*Exercise directions*:
Return the full set of records, matching them character for character.

*Task data*:
....................

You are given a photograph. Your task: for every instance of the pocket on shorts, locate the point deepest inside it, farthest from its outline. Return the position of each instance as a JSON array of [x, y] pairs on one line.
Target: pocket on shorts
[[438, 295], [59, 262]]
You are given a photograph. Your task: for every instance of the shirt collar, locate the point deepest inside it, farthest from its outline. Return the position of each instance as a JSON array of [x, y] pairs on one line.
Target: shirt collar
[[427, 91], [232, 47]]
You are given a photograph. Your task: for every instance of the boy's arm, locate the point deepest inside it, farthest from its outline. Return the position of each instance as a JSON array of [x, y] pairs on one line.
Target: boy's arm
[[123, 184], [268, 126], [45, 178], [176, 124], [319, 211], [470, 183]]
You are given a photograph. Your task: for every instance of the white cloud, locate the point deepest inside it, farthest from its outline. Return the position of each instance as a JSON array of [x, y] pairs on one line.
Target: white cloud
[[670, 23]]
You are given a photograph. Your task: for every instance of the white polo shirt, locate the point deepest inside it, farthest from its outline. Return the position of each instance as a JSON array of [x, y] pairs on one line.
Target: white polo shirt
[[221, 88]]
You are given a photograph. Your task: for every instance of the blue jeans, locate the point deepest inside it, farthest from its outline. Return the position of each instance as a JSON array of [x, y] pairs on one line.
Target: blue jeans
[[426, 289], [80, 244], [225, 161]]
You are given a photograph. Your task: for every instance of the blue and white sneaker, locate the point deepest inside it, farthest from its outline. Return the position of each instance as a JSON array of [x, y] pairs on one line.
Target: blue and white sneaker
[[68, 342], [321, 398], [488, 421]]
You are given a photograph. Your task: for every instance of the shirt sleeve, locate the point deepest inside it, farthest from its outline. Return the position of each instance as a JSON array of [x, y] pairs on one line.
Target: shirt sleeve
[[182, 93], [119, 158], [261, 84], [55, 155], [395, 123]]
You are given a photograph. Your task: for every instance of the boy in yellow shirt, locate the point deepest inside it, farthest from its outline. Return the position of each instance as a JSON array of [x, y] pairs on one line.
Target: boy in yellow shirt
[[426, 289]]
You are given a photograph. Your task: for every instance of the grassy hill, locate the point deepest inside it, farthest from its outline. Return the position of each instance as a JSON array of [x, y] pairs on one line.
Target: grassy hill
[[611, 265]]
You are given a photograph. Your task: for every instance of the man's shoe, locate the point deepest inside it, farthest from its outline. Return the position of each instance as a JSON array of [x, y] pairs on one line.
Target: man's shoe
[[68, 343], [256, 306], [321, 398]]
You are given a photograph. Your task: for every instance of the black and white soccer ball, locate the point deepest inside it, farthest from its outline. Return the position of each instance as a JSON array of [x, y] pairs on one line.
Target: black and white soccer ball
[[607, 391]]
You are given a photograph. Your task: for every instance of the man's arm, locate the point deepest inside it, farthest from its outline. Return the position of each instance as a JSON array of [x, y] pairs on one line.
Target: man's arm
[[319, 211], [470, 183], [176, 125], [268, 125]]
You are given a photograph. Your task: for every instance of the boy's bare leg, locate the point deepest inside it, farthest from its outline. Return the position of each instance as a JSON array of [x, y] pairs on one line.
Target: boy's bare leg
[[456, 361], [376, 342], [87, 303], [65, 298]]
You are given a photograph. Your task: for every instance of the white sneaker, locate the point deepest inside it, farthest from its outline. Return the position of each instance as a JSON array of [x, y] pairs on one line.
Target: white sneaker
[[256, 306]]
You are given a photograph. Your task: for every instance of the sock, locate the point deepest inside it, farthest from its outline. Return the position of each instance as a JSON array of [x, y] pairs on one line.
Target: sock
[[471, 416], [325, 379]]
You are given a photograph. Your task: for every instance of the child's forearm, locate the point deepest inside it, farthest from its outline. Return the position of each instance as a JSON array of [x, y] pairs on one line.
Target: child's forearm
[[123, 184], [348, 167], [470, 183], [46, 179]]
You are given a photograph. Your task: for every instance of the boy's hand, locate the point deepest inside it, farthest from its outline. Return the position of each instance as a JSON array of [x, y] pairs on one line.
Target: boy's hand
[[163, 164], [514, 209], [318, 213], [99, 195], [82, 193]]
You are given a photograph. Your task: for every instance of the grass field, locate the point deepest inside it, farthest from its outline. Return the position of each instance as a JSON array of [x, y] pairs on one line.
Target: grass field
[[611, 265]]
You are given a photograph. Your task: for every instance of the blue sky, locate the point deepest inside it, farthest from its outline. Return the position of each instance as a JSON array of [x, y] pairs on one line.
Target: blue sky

....................

*Written reply*:
You are given a photograph. Your task: for every instance of the pocket on shorts, locate the point deepest inside it, farthest from its outline. Return the position of each instance as a JSON array of [x, y] pairs on one line.
Target: pocket on shorts
[[438, 295], [59, 262]]
You are given a photograph. Your task: for every instance of the shirt collar, locate the point deepest inside it, farthest from its outline. Return the position of each instance as a JSON array of [x, y] pairs on one line.
Target: shirt collar
[[427, 91], [232, 47]]
You are given a photograph. Your task: for every instance of the boy's arm, locate the point deepest inside it, farthest from its outline. Return the position of each instance as a JSON array of [x, y] pairs on one line.
Target: boy's arm
[[123, 184], [268, 126], [45, 178], [176, 124], [319, 211], [470, 183]]
You are given a photograph. Your task: for every instance of the white cloud, locate the point deepest inside it, farthest from its outline. Return the position of each instance as a JSON array of [x, y] pairs on one line.
Target: white cloud
[[670, 23]]
You are given a photograph. Your task: for every instance of the white polo shirt, locate the point deepest inside it, farthest from its outline. Return the position of each instance as a JSON array of [x, y] pairs on one line.
Target: white polo shirt
[[221, 88]]
You are given a photograph. Your task: for every instance of the blue jeans, locate the point deepest inside it, farthest from its outline. Return the position of each instance as a JSON array of [x, y] pairs on one line.
Target: blue jeans
[[426, 289], [80, 244], [225, 161]]
You are given a photograph. Your task: for every instance of the blue and white sneaker, locate the point deepest inside it, farthest from its outline. Return the position of each instance as a JSON array of [x, y] pairs on one line.
Target: blue and white sneaker
[[68, 342], [321, 398], [488, 421]]
You are given a photograph. Your task: for every instance of the shirt sleeve, locate the point deepest inside it, farthest from its outline. Return the position of each instance as a JSON array of [x, y] pairs on one line.
Target: shirt sleeve
[[182, 93], [119, 158], [261, 84], [55, 155], [395, 123]]
You are given a photograph. Your task: for every instance of the boy in yellow shirt, locate the point deepest inside it, farthest from its outline. Return the position of each instance as a JSON array of [x, y] pairs on one line.
Target: boy in yellow shirt
[[426, 289]]
You are given a photograph. Your task: for every instance of the grassy hill, locate the point deepest inside it, farthest from its outline. Return the position of each instance as a JSON array of [x, y] pairs on one line.
Target: grassy hill
[[611, 265]]
You are given a photograph. Your task: for every instance of the man's shoe, locate the point deepest inside it, farthest from its outline. Return the position of each instance as a JSON array of [x, y] pairs on one line.
Target: man's shoe
[[68, 343], [256, 306], [321, 398]]
You are given a photograph. Your task: for every instance of the black and white soccer ball, locate the point deepest inside it, farthest from its outline. Return the position of each instance as a JSON array of [x, y] pairs on one line.
Target: black and white soccer ball
[[607, 391]]
You are given a photograph. Your task: for every instance of the man's arm, locate the point deepest inside it, farthest from its outline. Return the position of each instance as a JSON array of [x, y] pairs on one line.
Target: man's arm
[[319, 211], [470, 183], [176, 125], [268, 125]]
You are given a photograph. Your task: for every instance of the boy's bare leg, locate the point deepest inside it, farthest from its outline. Return the position of each instance as a JSON array of [x, y] pairs on one line.
Target: boy's bare leg
[[456, 361], [376, 342], [87, 303], [65, 298]]
You are given a photograph. Your task: for every instance of the white sneaker, locate the point deepest inside it, farthest from its outline. Return the position of each instance as a JSON array of [x, y] pairs on one line.
Target: white sneaker
[[256, 306]]
You are given a photograph. Your task: for every instance of the sock, locate the point deepest inside it, farthest from its outline. Return the position of each instance as a JSON array of [x, y] pairs on one line.
Target: sock
[[471, 416], [325, 379]]
You are given a photograph. Your task: for every instance of the child's forearm, locate the point deepest inside it, farthest from its outline. Return the position of each instance as a JSON array of [x, y] pairs on one line.
Target: child's forearm
[[123, 184], [348, 167], [470, 183], [46, 179]]
You are given a photograph. Your task: for every instance of the boy's hand, locate the point deepest inside it, farthest from its outline. Return the position of each instance as a JSON array of [x, y] pairs on one line.
Target: boy's hand
[[163, 164], [514, 209], [318, 213], [99, 195], [82, 193]]
You are given a photograph. Your task: for every instance of the grass field, locate the point deepest inside it, farthest from its outline. Return the position of each instance as a JSON array of [x, y] pairs on one line.
Target: grass field
[[611, 265]]
You are given a photograph. Your task: for every instance of the blue sky, locate the point deepest inside it, farthest from its outline. Return the position of each instance as a JSON array of [x, y] pairs on one line.
Target: blue sky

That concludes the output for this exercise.